- INSTRUCTION 1 -
Answer these questions about the forum thread on gas price riots that follows:
(a) How much did gas prices rise, according to the thread's title?
(b) What did the first poster say was reported to have driven through some riot police?
(c) In Slippy's reply, the situation is another reason to be what?
* Start DOCUMENT SECTION *
# Civil Unrest after 20 percent rise in gas prices



## RJAMES (Dec 23, 2016)

Anyone else watching the ongoing rioting in Mexico being blamed on a recent rise in gas prices. Wondering if you have pick up anything from the situation that might be useful. 

They have rioted at gas stations the last couple days and this morning they are reporting a truck drove thru some riot police. Appears to be pretty widespread in several of their cities. 

A 20 percent price hike in a couple days is one thing but this sounds like you have to pay attention and monitor what is going on pretty close to avoid the violence. Not just one town or part of a larger metro area rather protest turning violent in several areas at he same time. 

I can only think of monitoring the news and social media in order to know where not to be. Save fuel for when things get real bad as of now they have fuel just at an increased price.


----------



## Slippy (Nov 14, 2013)

Another reason to be Energy Independent.


----------



## Camel923 (Aug 13, 2014)

When was the last revolution in Mexico? Seems over due especially with the amount of corruption and poverty.


----------



## sideKahr (Oct 15, 2014)
* End DOCUMENT SECTION *
* Start THE RECORDS *
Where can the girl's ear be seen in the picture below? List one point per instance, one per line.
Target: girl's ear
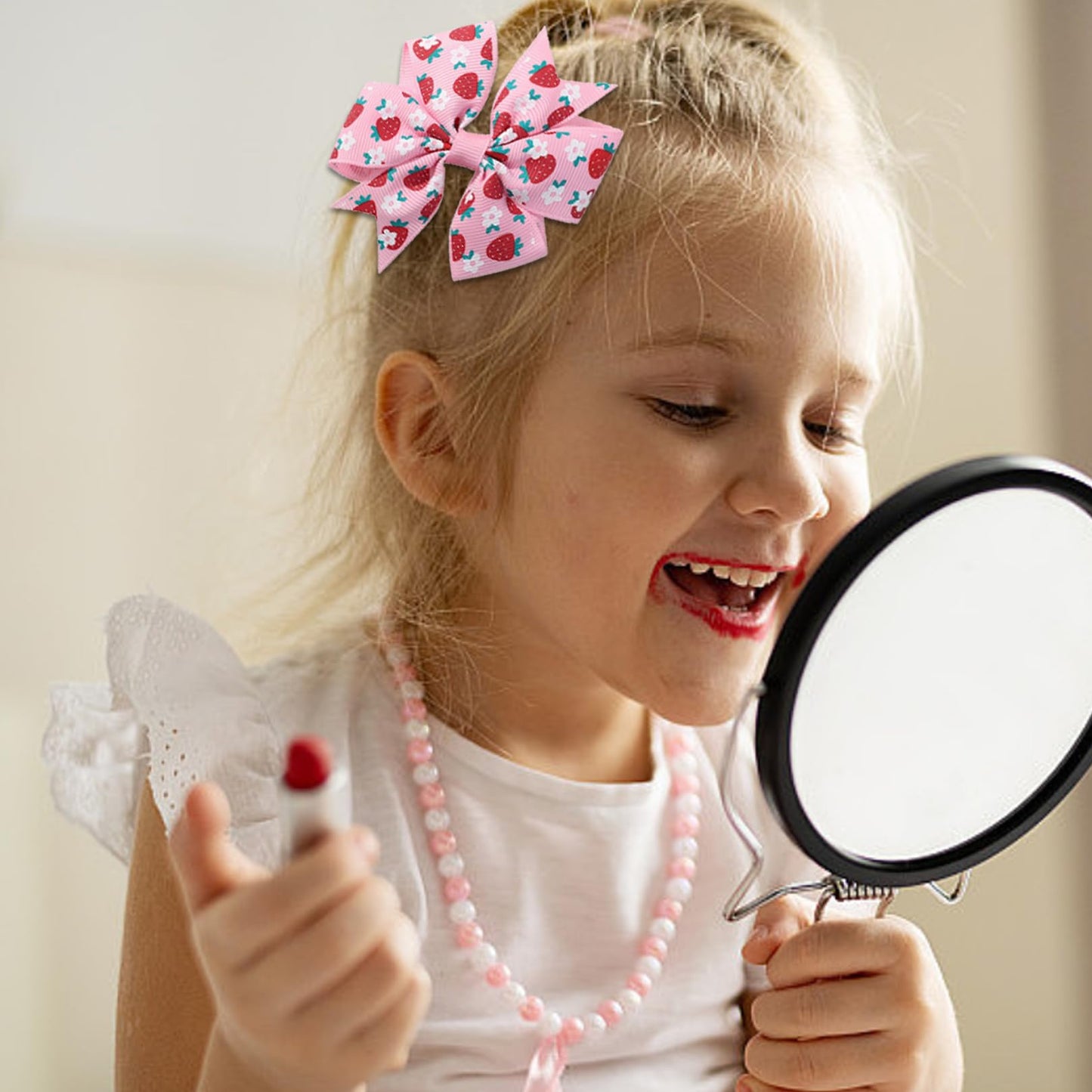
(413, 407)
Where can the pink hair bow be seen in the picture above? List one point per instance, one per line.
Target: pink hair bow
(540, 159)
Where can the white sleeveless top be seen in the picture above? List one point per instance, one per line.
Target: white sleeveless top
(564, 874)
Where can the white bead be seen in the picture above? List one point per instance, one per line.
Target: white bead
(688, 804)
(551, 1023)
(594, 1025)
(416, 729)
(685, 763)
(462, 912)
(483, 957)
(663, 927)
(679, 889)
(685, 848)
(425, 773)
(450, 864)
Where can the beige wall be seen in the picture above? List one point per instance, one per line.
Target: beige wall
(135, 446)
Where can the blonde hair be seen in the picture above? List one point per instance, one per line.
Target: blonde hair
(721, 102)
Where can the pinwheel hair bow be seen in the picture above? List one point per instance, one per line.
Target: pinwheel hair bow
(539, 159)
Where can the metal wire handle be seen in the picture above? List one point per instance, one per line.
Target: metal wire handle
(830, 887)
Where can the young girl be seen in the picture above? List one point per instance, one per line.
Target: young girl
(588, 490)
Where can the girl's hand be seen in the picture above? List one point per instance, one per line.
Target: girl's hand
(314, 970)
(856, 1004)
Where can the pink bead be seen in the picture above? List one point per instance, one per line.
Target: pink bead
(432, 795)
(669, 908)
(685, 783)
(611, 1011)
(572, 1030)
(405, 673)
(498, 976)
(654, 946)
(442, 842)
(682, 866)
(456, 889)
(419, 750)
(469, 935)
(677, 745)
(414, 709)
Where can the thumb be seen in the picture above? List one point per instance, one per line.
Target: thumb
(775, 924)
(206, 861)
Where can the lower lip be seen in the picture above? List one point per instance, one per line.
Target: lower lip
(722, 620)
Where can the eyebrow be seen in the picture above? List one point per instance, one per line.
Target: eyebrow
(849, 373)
* End THE RECORDS *
- INSTRUCTION 2 -
Find each line in the rows above that contains the word "hair", and copy those lines out.

- EXPECTED ANSWER 1 -
(a) 20 percent
(b) A truck
(c) Energy Independent

- EXPECTED ANSWER 2 -
Where can the pink hair bow be seen in the picture above? List one point per instance, one per line.
Target: pink hair bow
Where can the blonde hair be seen in the picture above? List one point per instance, one per line.
Target: blonde hair
Where can the pinwheel hair bow be seen in the picture above? List one point per instance, one per line.
Target: pinwheel hair bow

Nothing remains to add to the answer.